**Yang Diminta**:
Cetak persis bagian teks tentang usulan diskualifikasi paslon Pilkada, mulai dari "Ketidakefektifan imbauan, kata" dan terus hingga "berlangsung 4-6 September.".

**Teks Pilihan**:
================

Alwan menyarankan agar sanksi yang diatur Perppu berupa diskualifikasi pasangan calon kepala daerah pelanggar dari kepesertaan Pilkada.
"Penting untuk mengeluarkan satu peraturan atau kemudian semacam Perppu atau semacam sebuah peraturan emergency yang mengatakan bahwa berikanlah diskualifikasi bagi pasangan calon yang tetap tidak melakukan protokol kesehatan," kata Alwan dalam sebuah diskusi virtual, Selasa (8/9/2020).
Menurut Alwan, tidak cukup jika penyelenggara Pilkada hanya menyampaikan imbauan-imbauan kepada paslon untuk menerapkan protokol kesehatan.
Harus ada sanksi yang dapat memberikan efek jera sehingga pelanggaran dapat dicegah.
"Didiskualifikasi saja, sehingga itu ada efek jera," ujarnya.
Ketidakefektifan imbauan, kata Alwan, salah satunya terbukti dari banyaknya dugaan pelanggaran protokol kesehatan yang terjadi selama pendaftaran peserta Pilkada berlangsung 4-6 September.
Ratusan bakal pasangan calon membawa rombongan massa saat mendaftar ke KPU, meski telah diperingatkan untuk tak menciptakan kerumunan.

================

**Entri yang Diberikan**:
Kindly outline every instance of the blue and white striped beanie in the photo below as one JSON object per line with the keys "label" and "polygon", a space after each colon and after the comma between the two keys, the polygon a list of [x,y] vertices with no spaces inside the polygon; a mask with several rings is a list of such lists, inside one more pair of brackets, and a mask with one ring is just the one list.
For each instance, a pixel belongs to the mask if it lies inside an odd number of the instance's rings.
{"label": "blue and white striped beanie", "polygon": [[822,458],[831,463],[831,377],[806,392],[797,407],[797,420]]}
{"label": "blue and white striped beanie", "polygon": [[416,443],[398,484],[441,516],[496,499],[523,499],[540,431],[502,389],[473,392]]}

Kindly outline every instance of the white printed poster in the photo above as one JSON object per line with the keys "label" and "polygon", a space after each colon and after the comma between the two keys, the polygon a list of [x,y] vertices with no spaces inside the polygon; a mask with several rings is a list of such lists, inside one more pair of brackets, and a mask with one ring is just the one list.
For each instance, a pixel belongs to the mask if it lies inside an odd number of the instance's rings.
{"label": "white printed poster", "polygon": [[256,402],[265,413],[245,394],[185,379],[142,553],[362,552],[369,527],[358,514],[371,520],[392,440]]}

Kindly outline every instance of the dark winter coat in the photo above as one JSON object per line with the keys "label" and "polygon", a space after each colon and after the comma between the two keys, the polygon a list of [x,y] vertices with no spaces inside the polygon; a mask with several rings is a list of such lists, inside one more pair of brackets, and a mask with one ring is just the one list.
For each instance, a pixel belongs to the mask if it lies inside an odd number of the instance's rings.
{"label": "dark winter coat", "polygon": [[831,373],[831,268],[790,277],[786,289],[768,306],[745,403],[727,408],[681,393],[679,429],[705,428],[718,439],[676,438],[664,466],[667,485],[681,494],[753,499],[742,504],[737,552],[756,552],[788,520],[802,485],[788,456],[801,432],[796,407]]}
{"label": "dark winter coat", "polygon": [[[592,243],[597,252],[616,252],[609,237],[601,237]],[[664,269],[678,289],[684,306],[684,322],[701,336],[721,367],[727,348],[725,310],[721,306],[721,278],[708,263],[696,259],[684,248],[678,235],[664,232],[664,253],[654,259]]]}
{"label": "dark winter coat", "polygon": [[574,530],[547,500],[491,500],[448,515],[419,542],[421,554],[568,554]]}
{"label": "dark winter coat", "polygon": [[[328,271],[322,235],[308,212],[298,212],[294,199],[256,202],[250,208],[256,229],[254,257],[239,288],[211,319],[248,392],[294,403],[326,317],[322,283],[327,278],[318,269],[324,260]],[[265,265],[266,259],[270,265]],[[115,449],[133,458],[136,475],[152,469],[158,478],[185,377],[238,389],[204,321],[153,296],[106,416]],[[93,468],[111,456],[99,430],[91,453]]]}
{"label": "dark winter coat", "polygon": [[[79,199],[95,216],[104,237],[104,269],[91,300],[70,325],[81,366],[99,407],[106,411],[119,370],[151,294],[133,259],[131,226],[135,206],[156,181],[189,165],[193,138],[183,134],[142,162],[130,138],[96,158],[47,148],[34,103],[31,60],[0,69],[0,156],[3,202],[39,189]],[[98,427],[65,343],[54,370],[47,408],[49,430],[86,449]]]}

================

**Hasil Latihan**:
Ketidakefektifan imbauan, kata Alwan, salah satunya terbukti dari banyaknya dugaan pelanggaran protokol kesehatan yang terjadi selama pendaftaran peserta Pilkada berlangsung 4-6 September.